== DATASET ENTRIES

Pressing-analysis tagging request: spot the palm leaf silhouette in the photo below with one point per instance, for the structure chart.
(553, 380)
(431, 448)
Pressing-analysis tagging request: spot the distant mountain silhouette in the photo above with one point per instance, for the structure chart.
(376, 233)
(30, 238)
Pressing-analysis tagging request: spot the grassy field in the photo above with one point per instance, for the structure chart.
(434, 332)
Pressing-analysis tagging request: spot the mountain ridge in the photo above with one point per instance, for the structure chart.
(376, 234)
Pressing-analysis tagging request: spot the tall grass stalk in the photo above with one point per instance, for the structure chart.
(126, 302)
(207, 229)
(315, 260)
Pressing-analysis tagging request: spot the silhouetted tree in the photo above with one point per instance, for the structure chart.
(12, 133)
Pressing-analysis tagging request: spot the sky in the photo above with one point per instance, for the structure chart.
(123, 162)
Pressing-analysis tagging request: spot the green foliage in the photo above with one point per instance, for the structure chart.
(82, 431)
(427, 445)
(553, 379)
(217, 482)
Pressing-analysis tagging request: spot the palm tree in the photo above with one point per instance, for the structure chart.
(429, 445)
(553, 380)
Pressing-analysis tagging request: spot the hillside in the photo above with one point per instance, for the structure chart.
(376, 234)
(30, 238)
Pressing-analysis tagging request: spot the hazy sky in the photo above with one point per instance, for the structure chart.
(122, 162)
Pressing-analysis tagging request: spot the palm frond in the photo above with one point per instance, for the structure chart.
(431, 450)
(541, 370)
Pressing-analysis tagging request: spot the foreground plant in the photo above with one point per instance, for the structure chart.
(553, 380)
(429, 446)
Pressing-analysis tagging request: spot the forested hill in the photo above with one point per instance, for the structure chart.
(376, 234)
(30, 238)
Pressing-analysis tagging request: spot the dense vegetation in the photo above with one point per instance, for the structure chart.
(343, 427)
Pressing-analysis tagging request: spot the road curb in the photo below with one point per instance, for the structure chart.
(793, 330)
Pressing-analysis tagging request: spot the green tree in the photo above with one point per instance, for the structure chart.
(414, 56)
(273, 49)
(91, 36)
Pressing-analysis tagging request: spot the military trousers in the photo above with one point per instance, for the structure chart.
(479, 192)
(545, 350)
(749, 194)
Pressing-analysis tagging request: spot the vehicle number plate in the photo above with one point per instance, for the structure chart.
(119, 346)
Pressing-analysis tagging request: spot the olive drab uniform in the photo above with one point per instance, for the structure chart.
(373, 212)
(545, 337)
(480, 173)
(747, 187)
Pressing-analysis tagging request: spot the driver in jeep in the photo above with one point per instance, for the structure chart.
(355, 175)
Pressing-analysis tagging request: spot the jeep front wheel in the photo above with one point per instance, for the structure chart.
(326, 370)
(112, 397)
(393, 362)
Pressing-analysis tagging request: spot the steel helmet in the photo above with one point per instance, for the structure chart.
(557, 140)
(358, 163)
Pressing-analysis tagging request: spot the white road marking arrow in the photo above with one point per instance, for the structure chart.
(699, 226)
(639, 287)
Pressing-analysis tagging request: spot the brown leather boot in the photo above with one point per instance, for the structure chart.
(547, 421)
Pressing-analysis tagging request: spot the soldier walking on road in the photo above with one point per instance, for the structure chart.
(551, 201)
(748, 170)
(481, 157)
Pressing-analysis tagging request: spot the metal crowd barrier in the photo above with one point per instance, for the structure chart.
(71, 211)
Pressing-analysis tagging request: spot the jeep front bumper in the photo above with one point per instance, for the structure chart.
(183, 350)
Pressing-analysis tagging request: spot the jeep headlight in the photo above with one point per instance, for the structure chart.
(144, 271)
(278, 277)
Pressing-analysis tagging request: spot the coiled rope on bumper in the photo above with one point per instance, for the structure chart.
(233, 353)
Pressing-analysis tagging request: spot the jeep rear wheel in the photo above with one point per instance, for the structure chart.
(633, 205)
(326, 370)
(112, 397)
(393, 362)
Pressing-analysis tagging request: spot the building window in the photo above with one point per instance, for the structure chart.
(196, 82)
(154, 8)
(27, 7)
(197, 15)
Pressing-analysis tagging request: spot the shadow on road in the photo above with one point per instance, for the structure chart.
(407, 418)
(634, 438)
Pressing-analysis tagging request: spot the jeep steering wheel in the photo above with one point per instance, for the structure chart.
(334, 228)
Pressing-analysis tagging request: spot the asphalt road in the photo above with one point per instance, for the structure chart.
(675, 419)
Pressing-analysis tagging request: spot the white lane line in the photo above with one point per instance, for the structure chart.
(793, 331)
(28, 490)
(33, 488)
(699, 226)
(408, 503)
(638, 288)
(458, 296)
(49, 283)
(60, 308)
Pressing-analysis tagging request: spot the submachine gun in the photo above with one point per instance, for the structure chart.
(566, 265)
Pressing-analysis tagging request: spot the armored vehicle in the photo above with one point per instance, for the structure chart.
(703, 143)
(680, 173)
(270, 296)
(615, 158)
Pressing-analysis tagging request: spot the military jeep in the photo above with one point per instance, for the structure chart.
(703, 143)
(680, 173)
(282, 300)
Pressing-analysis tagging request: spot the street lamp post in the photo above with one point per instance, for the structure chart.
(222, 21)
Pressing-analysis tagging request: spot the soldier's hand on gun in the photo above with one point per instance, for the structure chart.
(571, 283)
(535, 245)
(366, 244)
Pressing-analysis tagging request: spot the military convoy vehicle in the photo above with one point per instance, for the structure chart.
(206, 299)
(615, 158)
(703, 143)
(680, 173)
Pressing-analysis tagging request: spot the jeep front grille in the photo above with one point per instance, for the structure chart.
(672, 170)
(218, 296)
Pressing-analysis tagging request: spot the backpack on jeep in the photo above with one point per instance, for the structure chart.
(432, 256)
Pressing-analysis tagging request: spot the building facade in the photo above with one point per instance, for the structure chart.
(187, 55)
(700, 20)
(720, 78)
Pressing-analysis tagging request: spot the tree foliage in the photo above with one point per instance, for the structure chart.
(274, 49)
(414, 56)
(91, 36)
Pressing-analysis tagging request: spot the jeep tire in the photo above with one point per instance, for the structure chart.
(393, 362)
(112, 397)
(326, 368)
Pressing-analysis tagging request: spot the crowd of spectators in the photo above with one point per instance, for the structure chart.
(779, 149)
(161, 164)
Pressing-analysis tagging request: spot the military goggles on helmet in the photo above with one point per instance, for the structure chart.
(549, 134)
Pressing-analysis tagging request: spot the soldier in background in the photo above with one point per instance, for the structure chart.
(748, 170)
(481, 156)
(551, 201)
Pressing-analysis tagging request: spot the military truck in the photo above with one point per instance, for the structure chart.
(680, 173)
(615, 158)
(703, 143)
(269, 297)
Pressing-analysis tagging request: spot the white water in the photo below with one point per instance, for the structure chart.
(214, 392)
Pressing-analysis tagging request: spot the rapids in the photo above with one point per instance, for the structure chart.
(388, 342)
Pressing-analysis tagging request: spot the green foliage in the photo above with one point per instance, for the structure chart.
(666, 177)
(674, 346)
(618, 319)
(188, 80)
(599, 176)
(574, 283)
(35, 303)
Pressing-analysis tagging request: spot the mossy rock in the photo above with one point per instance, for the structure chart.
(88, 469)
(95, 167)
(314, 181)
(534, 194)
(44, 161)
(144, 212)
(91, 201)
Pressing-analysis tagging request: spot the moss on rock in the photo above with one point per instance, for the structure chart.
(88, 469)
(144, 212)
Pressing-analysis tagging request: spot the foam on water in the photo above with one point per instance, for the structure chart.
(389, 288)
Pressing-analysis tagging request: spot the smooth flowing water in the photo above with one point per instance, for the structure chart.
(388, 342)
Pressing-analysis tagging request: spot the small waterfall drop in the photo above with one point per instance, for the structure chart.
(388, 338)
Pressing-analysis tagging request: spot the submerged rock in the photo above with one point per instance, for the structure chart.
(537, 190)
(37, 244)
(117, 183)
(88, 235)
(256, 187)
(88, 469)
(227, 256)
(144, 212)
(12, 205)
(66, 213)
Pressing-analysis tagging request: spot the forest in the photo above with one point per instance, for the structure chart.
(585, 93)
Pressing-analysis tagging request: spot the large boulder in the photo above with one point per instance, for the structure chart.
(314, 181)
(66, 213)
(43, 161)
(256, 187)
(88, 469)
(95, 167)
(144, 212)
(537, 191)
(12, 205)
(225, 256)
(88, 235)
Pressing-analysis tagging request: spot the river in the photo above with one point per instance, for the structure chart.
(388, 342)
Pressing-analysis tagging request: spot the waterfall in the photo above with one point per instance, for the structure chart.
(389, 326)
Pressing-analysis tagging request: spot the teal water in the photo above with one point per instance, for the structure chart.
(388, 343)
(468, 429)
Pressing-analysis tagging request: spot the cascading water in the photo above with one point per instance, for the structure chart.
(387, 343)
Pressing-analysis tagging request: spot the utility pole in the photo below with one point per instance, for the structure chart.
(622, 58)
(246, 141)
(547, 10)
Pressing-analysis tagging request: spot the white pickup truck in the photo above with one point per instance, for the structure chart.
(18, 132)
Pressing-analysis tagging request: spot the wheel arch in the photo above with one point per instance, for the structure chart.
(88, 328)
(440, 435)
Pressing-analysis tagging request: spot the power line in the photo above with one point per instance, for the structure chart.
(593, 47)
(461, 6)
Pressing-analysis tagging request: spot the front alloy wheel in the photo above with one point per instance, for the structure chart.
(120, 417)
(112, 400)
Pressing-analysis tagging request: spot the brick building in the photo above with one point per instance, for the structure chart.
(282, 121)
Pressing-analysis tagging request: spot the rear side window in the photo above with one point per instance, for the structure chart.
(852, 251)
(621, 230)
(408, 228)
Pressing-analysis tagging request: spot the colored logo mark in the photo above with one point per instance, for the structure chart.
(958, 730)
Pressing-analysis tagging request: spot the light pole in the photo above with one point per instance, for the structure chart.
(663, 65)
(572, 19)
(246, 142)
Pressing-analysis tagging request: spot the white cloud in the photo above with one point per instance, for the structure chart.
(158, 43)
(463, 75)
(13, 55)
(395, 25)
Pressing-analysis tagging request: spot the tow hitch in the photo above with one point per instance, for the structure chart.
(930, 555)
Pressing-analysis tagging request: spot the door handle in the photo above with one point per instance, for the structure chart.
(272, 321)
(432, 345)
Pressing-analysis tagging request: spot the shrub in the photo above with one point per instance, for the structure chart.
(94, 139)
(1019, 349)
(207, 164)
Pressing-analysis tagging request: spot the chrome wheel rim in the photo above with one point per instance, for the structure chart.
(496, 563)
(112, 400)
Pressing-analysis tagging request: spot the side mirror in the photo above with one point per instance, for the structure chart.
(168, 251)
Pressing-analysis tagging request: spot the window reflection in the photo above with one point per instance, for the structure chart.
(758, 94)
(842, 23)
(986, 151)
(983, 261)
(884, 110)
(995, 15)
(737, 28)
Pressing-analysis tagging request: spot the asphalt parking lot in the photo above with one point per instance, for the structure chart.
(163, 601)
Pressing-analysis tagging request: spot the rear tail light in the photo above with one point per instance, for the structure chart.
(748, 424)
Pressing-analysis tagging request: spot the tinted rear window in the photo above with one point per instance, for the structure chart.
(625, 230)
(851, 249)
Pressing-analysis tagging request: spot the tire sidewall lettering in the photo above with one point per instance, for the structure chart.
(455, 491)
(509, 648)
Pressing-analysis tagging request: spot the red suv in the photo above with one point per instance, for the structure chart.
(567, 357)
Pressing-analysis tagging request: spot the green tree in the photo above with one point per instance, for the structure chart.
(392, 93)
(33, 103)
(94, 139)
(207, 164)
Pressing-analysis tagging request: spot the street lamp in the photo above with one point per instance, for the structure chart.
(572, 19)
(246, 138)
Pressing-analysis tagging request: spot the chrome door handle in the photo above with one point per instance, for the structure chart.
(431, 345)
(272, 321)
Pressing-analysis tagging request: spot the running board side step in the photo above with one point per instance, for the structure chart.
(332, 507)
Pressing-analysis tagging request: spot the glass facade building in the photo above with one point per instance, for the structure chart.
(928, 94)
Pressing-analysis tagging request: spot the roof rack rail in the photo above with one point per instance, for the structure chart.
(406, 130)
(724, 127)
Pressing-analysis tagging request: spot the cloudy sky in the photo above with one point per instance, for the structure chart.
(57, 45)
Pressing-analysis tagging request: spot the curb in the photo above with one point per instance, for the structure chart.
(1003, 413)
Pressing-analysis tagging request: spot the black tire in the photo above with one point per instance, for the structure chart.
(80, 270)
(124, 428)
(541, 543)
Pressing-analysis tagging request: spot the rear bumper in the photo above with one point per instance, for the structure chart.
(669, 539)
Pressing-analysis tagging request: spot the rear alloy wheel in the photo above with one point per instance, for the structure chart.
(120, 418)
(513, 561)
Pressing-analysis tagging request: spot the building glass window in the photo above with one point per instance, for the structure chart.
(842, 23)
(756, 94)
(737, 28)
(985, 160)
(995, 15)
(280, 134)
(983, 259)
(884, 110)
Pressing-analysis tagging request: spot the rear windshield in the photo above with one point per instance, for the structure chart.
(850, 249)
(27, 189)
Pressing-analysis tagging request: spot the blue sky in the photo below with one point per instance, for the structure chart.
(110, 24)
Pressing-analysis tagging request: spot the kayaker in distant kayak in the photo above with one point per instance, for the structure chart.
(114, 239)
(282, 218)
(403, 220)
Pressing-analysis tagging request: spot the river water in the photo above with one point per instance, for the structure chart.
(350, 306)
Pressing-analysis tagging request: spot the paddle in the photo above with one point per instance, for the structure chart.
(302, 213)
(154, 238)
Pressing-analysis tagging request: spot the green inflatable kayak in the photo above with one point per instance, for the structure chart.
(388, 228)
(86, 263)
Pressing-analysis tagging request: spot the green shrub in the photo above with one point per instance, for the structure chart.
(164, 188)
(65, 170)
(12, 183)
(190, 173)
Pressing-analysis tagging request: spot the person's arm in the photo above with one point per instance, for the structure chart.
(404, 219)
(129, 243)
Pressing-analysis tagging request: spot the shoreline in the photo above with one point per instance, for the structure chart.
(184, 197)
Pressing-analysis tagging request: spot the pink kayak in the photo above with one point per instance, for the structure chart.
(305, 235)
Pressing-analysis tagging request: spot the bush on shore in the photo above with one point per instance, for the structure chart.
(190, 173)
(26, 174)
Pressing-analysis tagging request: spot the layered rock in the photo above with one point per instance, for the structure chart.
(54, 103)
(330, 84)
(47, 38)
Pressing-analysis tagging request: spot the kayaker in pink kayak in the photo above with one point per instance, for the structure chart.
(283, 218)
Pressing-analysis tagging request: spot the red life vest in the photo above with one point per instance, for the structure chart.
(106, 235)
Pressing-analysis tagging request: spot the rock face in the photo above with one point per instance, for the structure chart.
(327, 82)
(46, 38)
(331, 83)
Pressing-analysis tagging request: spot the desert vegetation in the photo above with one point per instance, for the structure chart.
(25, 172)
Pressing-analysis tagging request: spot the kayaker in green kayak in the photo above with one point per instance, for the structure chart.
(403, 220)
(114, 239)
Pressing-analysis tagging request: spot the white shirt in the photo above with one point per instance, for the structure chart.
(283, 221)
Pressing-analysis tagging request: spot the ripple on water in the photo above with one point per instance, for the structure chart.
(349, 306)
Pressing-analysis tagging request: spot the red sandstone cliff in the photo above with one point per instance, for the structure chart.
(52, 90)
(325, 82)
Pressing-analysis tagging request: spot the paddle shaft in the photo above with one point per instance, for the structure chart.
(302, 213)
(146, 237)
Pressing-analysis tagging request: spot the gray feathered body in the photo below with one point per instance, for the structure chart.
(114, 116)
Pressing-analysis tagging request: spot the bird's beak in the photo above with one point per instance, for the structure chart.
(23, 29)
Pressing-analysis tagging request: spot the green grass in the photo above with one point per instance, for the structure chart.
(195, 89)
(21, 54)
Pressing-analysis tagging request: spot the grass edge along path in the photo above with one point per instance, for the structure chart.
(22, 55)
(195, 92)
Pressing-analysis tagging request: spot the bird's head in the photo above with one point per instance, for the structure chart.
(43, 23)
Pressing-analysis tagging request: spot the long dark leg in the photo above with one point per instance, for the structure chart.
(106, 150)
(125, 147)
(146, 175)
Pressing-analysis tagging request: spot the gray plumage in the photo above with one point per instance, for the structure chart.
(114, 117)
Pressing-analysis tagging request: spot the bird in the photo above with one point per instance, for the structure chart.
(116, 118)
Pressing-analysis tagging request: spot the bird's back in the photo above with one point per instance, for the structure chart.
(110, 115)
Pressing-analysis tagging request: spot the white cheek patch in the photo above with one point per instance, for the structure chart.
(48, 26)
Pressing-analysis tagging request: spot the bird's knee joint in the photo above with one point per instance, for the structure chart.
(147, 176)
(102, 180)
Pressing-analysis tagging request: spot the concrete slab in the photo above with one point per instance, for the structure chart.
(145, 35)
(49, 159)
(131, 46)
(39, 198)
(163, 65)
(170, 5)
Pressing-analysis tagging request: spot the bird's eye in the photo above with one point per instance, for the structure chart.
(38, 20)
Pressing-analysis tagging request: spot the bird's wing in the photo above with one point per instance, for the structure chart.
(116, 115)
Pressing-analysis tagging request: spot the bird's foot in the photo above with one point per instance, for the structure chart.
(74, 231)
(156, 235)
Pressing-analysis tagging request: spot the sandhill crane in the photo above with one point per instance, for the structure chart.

====

## EXERCISE PROMPT
From the line containing "Pressing-analysis tagging request: spot the bird's foot" to the final line of the data, repeat each line exactly. Include both ends.

## RESPONSE TO THE EXERCISE
Pressing-analysis tagging request: spot the bird's foot in the photo above with one point per instance, for the structure chart.
(74, 231)
(156, 235)
Pressing-analysis tagging request: spot the sandhill crane in the photo above with one point per instance, for the structure chart.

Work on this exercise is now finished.